_CHALLENGE_
Please extract every line of the items below that contains the string "shed" and copy each such line in full.

_STORED RECORDS_
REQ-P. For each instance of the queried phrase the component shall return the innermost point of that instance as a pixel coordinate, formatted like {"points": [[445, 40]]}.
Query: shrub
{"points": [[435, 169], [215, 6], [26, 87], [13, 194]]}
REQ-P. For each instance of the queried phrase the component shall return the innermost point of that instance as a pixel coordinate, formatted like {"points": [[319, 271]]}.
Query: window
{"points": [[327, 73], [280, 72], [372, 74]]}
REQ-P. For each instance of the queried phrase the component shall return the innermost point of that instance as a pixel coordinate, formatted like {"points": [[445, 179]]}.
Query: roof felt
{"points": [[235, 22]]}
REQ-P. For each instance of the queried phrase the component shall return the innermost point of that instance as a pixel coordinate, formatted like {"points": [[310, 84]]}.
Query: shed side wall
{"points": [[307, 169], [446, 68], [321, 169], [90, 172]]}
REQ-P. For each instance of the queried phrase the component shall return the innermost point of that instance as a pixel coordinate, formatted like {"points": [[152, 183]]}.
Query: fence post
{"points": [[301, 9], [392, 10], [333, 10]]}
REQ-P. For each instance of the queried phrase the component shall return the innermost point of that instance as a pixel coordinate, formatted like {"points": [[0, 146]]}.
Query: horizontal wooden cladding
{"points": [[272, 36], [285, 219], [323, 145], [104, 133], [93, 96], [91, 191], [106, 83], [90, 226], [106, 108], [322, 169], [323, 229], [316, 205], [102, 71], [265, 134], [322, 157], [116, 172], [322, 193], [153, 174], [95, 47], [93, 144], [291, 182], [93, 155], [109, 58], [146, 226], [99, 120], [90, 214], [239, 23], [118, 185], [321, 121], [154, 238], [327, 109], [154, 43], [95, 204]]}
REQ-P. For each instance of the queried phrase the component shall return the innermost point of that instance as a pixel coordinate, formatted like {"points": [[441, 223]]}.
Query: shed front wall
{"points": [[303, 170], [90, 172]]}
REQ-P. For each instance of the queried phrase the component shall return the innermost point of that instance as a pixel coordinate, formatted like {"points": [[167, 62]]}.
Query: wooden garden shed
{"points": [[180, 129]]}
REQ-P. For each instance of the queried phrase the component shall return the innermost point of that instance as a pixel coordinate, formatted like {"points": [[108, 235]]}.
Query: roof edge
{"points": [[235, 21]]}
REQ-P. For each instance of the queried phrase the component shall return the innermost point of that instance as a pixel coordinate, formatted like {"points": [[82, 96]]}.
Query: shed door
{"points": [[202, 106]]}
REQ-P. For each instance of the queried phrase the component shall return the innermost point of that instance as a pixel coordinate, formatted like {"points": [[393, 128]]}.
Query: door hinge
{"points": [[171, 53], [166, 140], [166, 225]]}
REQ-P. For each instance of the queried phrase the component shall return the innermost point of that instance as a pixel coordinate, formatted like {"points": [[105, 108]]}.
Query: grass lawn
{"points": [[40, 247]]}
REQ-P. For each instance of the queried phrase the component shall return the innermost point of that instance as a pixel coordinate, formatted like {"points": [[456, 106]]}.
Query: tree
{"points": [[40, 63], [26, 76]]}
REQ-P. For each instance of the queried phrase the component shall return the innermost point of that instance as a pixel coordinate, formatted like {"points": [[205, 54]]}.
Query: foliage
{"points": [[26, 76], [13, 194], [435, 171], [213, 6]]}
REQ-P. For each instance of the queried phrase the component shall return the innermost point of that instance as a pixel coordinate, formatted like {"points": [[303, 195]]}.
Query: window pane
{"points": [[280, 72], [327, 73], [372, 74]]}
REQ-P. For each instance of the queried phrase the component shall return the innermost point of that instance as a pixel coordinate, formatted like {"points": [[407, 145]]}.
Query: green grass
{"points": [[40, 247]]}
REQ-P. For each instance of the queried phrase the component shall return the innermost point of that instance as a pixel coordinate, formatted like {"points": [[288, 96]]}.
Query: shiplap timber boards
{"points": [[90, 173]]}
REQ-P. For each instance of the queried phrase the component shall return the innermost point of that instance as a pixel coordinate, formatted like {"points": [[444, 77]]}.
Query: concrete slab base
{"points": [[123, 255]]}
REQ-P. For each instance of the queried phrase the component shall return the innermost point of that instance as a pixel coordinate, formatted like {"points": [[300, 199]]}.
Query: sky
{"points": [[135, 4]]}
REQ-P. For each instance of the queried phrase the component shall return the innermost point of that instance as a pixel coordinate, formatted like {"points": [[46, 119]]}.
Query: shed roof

_EXPECTED ANSWER_
Query: shed side wall
Query: shed front wall
Query: wooden garden shed
Query: shed door
Query: shed roof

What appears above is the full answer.